| EXERCISE TASK |
Swap "black cable" for "gray cable" throughout the listing and reproduce it with everything else unchanged.
[START OF AVAILABLE DATA]
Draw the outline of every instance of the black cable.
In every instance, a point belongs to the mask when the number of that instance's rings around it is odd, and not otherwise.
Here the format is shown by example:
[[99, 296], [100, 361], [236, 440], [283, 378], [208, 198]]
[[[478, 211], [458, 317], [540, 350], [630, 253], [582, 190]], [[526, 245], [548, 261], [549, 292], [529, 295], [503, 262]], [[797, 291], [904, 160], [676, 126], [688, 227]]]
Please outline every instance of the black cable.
[END OF AVAILABLE DATA]
| EXERCISE OUTPUT |
Draw the outline of every instance of the gray cable.
In every instance, a point belongs to the mask when the number of that instance's rings around it is odd, and not otherwise.
Here the format is shown by example:
[[99, 296], [100, 361], [236, 440], [283, 378], [208, 198]]
[[[478, 211], [458, 317], [540, 350], [630, 253], [582, 190]], [[526, 245], [548, 261], [549, 292], [529, 295], [503, 262]], [[797, 291], [904, 160], [676, 126], [688, 227]]]
Please outline every instance of the gray cable.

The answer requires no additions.